═══ Source ═══
If you’ve made it this far, I’d like to say that I appreciate you for taking the time to read through 3 plot synopses before getting to any sort of real analysis.

It is the ability to transcend its genre that has allowed the Star Wars trilogy to stand the test of time. Though it is true that mind-blowing special effects riveted audiences, particularly in the first 2 films, there is more to the story than epic space shootouts and lightsaber battles. To be human is to have constant internal conflict, like Luke and Vader and even Han. Furthermore, almost everyone has faced a moment in life where they must decide between what their parents want and what they want. It is unique and special the way in which a trilogy such as Star Wars can keep an audience on the edge of their seats both visually and emotionally.

If one film in the series could be identified as a weak link, it is definitely Return of the Jedi. Visually…it takes a step back from the other two films. Particularly in the desert scene where Han and Luke are being led by Jabba to the Sarlacc pit. The surrounding scenery is not only bland, which is understandable for a desert, but also undefined. It is like they are driving through a tan blob. This is one of a few examples. Though the Ewoks do seem a bit unnecessary, they are not totally unforgivable in my eyes. Also, in the battle on Endor, the Empire has AT fighters, which in this film appear much easier to destroy than in Empire Strikes Back. To me, this seemed like a plot hole or element not clearly thought through. Emotionally the characters are often given little time to experience or express their feelings before another big battle or scene.

I could go on and on picking apart each film, but I feel what I have here is a pretty good summation. Overall, I obviously am a fan of the films. I would recommend everyone at least give the original Star Wars film a shot. If you enjoy that, The Empire Strikes back is equally as good if not better. Return of the Jedi is a fun watch as well, just hard to stand up to the two masterpieces before it.
═══ Records supplied ═══
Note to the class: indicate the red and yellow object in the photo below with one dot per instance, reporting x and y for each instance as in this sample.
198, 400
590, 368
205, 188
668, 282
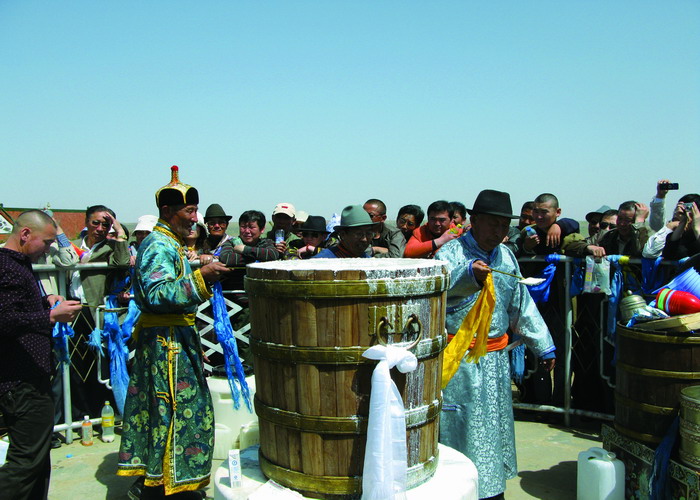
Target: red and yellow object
677, 301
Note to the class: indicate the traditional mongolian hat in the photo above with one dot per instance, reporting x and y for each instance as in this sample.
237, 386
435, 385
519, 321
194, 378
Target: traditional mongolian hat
599, 212
354, 216
314, 223
492, 202
176, 193
215, 211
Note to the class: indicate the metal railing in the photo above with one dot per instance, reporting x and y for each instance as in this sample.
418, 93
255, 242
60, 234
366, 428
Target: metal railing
233, 308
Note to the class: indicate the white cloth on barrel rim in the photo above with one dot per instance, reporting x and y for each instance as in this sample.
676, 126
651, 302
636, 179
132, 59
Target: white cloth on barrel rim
384, 472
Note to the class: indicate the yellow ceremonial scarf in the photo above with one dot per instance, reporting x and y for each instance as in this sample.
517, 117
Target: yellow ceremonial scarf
149, 320
476, 326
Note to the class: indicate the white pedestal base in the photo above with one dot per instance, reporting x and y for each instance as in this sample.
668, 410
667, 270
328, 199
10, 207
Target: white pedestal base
455, 478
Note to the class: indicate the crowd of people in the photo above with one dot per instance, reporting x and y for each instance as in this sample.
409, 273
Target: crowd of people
168, 425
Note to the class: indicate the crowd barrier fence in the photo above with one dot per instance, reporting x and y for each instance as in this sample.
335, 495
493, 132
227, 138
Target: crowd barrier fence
233, 308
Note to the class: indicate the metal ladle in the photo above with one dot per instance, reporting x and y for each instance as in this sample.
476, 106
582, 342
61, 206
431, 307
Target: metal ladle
524, 281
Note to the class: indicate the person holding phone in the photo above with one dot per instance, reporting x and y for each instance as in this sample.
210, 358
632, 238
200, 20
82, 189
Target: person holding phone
684, 241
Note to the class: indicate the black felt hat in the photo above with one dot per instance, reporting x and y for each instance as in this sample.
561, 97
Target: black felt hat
215, 211
492, 202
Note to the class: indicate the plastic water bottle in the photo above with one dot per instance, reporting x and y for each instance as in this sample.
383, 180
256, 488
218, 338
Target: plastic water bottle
600, 476
86, 432
107, 423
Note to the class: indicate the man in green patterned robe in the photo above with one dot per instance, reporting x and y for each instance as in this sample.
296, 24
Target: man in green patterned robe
168, 430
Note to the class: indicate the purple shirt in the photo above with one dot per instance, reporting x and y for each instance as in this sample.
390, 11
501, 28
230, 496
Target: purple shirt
25, 326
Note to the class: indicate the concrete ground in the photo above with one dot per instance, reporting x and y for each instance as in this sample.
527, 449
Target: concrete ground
547, 455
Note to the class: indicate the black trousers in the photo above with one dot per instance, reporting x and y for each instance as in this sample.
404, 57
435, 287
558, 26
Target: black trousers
28, 411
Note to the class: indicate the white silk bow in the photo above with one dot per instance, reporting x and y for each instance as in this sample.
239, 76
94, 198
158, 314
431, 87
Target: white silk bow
384, 473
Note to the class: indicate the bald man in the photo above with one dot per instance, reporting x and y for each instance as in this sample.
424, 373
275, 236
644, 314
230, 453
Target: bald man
27, 316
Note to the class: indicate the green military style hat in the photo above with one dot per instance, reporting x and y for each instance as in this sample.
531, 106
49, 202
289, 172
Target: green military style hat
175, 192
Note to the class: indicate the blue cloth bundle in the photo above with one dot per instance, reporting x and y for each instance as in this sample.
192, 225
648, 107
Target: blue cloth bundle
118, 352
658, 479
577, 277
60, 332
651, 279
232, 362
540, 293
517, 362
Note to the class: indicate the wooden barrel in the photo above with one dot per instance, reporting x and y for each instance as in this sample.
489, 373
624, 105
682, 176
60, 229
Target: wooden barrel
310, 323
689, 449
652, 369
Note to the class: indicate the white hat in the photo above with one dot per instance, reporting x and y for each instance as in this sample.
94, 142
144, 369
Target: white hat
146, 223
284, 208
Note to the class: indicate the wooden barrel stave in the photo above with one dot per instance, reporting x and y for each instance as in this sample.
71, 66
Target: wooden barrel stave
652, 369
337, 322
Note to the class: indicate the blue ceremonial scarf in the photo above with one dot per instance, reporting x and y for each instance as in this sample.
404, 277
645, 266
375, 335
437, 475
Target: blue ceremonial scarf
60, 333
615, 292
658, 479
577, 277
232, 362
540, 293
650, 274
517, 361
116, 346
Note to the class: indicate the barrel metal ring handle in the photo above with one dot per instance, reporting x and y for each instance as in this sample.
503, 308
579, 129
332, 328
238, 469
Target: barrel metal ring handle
384, 324
414, 319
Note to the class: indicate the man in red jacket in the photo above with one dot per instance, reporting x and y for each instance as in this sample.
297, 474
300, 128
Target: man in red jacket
427, 239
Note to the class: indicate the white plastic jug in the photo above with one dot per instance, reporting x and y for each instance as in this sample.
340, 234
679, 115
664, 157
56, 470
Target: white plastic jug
601, 476
4, 445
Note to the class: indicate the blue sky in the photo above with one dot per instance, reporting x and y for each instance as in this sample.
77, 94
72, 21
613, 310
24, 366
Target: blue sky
325, 104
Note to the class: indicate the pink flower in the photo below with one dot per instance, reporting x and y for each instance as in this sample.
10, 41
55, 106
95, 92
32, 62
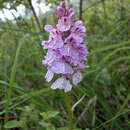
═══
Problem requirements
Name every individual character that the Star Wars trilogy review mentions by name.

Answer for this exercise
Luke, Vader, Han, Jabba